Text under study

##############################

Both Wilson-Raybould and Philpott alluded to the Liberal government as if it were autocratic command central. Wilson-Raybould spoke of the “need to make sure voices of elected representatives are the ones making the policy” and the desire not to be “dictated to vote by non-elected officials.” Philpott spoke with frustration of the influence of “corporate lobbyists.” The comment could shed light on her tweet from last week calling out Health Minister Ginette Petitpas Taylor for attending an event convened by think tank Canada 2020 on pharmacare heavily attended by industry; it was “problematic & makes me nervous about government version of pharmacare,” Philpott wrote.
Both women also spoke of conducting intensive consultations with constituents (they didn’t mention whether they’d engaged in polling and media didn’t ask). They also acknowledged the daunting obstacles Independents face. In her plea for financial donations for her campaign, Philpott said the system is “rigged” against Independents; for one, they can’t issue tax receipts for donations until after the writ is dropped in September. In addition to momentous financial challenges, Independents also don’t get other party perks such as automatic questions in the House of Commons or seats on committees.
Still, both implored others to run as Independents. “It doesn’t mean working on your own, it means being committed to working with everyone,” Wilson-Raybould said. Philpott said she heard a number of people say: “None of the parties is exactly me. But I feel I can represent my community’,” and offered an instruction: “Go for it!”

##############################

Task item
Continue the article on Wilson-Raybould and Philpott running as Independents, picking up after its final sentence. The entries play no part in the work here.

##############################

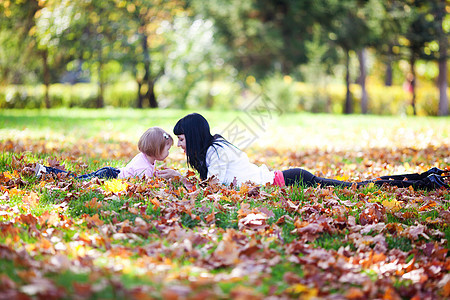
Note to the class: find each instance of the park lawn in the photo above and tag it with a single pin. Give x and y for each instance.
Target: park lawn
(153, 238)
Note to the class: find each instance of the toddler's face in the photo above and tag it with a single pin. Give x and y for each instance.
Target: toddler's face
(164, 153)
(182, 142)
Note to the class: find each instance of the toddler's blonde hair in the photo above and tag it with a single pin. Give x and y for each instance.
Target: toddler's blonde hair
(153, 141)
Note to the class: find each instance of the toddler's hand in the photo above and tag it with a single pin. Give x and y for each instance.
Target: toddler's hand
(167, 173)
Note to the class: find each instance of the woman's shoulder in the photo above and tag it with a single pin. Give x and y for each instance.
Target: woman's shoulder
(223, 147)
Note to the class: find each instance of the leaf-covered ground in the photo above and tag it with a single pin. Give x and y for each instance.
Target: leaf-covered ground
(136, 239)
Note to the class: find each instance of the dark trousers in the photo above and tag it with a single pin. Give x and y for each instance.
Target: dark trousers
(105, 172)
(299, 176)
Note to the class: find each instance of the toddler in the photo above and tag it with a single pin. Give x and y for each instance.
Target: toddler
(153, 145)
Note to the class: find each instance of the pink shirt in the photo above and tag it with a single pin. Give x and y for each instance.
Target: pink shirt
(138, 166)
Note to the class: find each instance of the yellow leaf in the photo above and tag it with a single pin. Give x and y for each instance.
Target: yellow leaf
(392, 205)
(298, 288)
(115, 186)
(343, 177)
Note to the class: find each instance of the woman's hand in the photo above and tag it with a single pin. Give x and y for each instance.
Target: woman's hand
(168, 173)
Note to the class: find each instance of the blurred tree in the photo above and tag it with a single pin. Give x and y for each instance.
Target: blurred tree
(424, 30)
(17, 46)
(192, 56)
(262, 36)
(440, 10)
(346, 24)
(140, 41)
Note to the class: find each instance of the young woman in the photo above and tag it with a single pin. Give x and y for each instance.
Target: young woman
(153, 145)
(213, 155)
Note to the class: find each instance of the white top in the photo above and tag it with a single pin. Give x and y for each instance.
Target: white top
(138, 166)
(228, 162)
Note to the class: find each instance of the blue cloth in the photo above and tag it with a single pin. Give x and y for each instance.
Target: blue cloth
(105, 172)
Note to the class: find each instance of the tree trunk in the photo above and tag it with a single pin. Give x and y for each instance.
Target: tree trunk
(139, 95)
(443, 75)
(362, 80)
(209, 97)
(46, 70)
(101, 84)
(147, 81)
(413, 83)
(348, 109)
(388, 78)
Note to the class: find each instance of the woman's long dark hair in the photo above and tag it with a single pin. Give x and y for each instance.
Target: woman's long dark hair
(198, 139)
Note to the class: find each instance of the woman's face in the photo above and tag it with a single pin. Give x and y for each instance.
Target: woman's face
(182, 142)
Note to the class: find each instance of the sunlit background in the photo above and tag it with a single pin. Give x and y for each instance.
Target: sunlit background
(378, 57)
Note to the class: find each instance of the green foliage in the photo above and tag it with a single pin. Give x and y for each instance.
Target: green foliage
(290, 96)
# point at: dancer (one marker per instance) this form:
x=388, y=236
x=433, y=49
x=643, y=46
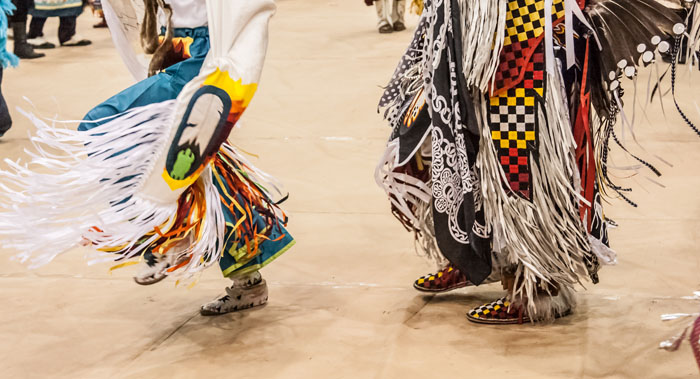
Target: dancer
x=67, y=11
x=149, y=172
x=502, y=114
x=18, y=23
x=7, y=59
x=390, y=15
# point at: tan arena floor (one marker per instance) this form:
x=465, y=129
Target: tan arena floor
x=342, y=305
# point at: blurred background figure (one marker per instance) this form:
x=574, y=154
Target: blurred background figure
x=6, y=59
x=18, y=22
x=390, y=14
x=67, y=11
x=97, y=10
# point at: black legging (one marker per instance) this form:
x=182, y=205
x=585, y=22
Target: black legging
x=23, y=7
x=5, y=120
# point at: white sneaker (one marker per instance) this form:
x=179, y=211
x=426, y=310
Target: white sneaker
x=153, y=269
x=237, y=298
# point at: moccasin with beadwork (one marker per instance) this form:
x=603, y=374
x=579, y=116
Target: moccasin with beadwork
x=500, y=311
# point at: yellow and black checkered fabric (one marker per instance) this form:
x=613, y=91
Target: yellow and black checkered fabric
x=525, y=19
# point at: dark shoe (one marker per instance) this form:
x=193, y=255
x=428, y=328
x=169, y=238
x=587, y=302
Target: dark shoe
x=22, y=49
x=384, y=29
x=448, y=279
x=40, y=43
x=75, y=41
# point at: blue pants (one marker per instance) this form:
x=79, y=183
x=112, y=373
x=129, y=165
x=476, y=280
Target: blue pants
x=167, y=85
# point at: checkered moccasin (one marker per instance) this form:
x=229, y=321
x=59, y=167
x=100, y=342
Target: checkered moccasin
x=448, y=279
x=498, y=312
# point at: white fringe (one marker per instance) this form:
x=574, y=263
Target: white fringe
x=71, y=185
x=544, y=237
x=483, y=32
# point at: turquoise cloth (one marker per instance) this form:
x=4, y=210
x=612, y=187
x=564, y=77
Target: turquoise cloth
x=161, y=87
x=167, y=86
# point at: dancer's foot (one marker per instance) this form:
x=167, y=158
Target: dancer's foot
x=384, y=29
x=448, y=279
x=500, y=311
x=503, y=312
x=22, y=49
x=238, y=297
x=101, y=24
x=399, y=26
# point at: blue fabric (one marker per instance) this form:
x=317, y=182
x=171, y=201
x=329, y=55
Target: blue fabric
x=167, y=86
x=279, y=241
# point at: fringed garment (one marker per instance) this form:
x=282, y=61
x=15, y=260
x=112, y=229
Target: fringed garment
x=149, y=171
x=518, y=100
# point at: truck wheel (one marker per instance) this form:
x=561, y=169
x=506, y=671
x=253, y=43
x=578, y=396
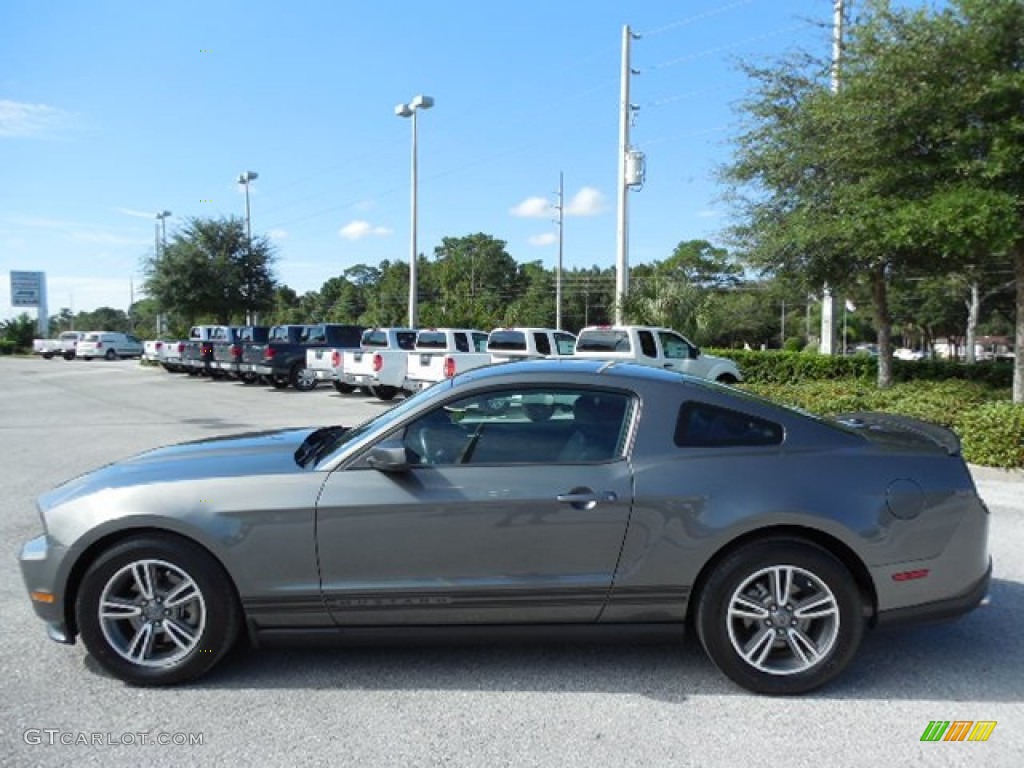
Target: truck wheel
x=385, y=393
x=302, y=378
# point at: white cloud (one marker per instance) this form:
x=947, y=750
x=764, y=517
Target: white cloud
x=107, y=239
x=587, y=202
x=547, y=239
x=20, y=120
x=534, y=208
x=359, y=228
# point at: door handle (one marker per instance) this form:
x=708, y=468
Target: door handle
x=583, y=499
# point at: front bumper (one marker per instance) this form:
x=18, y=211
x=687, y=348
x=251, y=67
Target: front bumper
x=40, y=563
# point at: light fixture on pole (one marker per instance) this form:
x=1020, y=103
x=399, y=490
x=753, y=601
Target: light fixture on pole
x=162, y=233
x=409, y=111
x=245, y=179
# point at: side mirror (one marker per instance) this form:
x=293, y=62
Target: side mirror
x=390, y=459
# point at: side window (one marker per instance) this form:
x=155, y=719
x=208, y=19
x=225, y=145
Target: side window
x=521, y=426
x=704, y=425
x=543, y=344
x=675, y=346
x=647, y=345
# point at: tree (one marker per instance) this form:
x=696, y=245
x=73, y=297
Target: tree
x=882, y=179
x=211, y=269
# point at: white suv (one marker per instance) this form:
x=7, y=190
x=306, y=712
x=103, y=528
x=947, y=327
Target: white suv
x=109, y=344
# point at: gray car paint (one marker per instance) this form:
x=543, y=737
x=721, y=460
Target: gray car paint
x=478, y=544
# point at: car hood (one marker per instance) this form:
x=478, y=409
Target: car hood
x=232, y=456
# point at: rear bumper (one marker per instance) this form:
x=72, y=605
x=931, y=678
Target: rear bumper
x=940, y=610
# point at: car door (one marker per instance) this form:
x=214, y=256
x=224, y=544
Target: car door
x=493, y=522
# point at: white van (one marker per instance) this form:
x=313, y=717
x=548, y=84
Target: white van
x=109, y=344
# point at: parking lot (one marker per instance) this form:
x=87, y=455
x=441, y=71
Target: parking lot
x=537, y=705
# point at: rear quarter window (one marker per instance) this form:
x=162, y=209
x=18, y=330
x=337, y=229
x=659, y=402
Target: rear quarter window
x=704, y=425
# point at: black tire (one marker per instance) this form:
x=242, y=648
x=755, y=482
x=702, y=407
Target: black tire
x=302, y=378
x=206, y=619
x=781, y=644
x=385, y=393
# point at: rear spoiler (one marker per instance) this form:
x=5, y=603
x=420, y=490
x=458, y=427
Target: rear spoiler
x=894, y=428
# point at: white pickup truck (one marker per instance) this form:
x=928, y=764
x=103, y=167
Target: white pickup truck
x=379, y=365
x=442, y=352
x=64, y=345
x=507, y=344
x=658, y=347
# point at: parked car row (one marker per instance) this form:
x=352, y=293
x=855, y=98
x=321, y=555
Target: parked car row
x=110, y=345
x=387, y=361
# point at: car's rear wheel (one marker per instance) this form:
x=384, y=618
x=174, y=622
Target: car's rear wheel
x=303, y=378
x=157, y=610
x=780, y=616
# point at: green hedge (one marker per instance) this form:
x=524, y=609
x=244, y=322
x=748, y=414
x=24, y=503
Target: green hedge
x=783, y=367
x=990, y=428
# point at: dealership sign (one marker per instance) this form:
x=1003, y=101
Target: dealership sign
x=27, y=289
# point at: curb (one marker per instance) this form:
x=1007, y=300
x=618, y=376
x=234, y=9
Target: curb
x=996, y=474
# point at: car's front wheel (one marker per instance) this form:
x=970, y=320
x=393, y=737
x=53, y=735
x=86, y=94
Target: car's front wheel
x=157, y=610
x=780, y=616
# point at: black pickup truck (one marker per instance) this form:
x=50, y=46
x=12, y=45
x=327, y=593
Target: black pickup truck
x=228, y=354
x=284, y=356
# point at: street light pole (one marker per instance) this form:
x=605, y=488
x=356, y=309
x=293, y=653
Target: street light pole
x=245, y=179
x=409, y=111
x=161, y=246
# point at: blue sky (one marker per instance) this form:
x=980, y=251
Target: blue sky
x=111, y=112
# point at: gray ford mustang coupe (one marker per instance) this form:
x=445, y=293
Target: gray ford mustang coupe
x=552, y=496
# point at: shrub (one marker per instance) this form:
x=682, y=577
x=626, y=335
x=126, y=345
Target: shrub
x=992, y=434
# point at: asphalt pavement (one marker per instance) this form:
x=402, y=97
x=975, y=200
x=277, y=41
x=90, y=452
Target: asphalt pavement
x=562, y=705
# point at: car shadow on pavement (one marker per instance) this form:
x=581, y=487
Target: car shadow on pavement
x=977, y=657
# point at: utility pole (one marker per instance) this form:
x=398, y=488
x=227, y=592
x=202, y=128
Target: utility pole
x=558, y=270
x=827, y=345
x=625, y=110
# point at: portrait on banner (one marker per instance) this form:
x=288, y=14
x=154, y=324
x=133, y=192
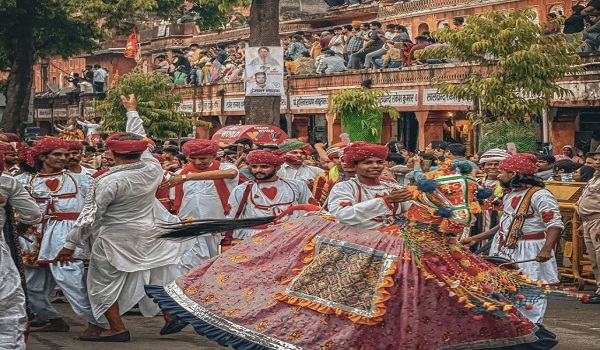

##############################

Response to the task
As for future prospects, anyone doing the math using familiar calculus will see Wilson-Raybould’s chance of re-election is far greater than Philpott’s. She was elected in 2015 with almost 44 percent of the popular vote in Vancouver Granville, a redrawn riding; the NDP candidate came in second with 27 per cent of the vote. Philpott prevailed by a far narrower margin in the newly drawn Markham-Stouffville over Conservative Paul Calandra, the incumbent MP in Oak Ridges-Markham district—49 per cent to 43 per cent. Yet she also won respect as one of the Trudeau government’s most competent and trusted ministers. Her expulsion from caucus saw the dismantling of the Liberal riding association in Markham-Stouffville, with its members stepping down in solidarity.
Philpott ended Monday’s announcement with more imagery: “We are going to paint outside the party lines,” she said, referring to her campaign signs, but making a bigger point. She emphasized the power of one person to effect change, quoting the lyrics of “Fight Song,” after asking the Mennonites present to forgive her for the “fight” reference: “Like a small boat in the ocean sending big waves into motion.”
Tellingly, neither Philpott nor Wilson-Raybould ruled out running for a political party again when fielding reporters’ questions. For now, being Independent, free from politics as usual, delivers the most potent, timely one-two political punch.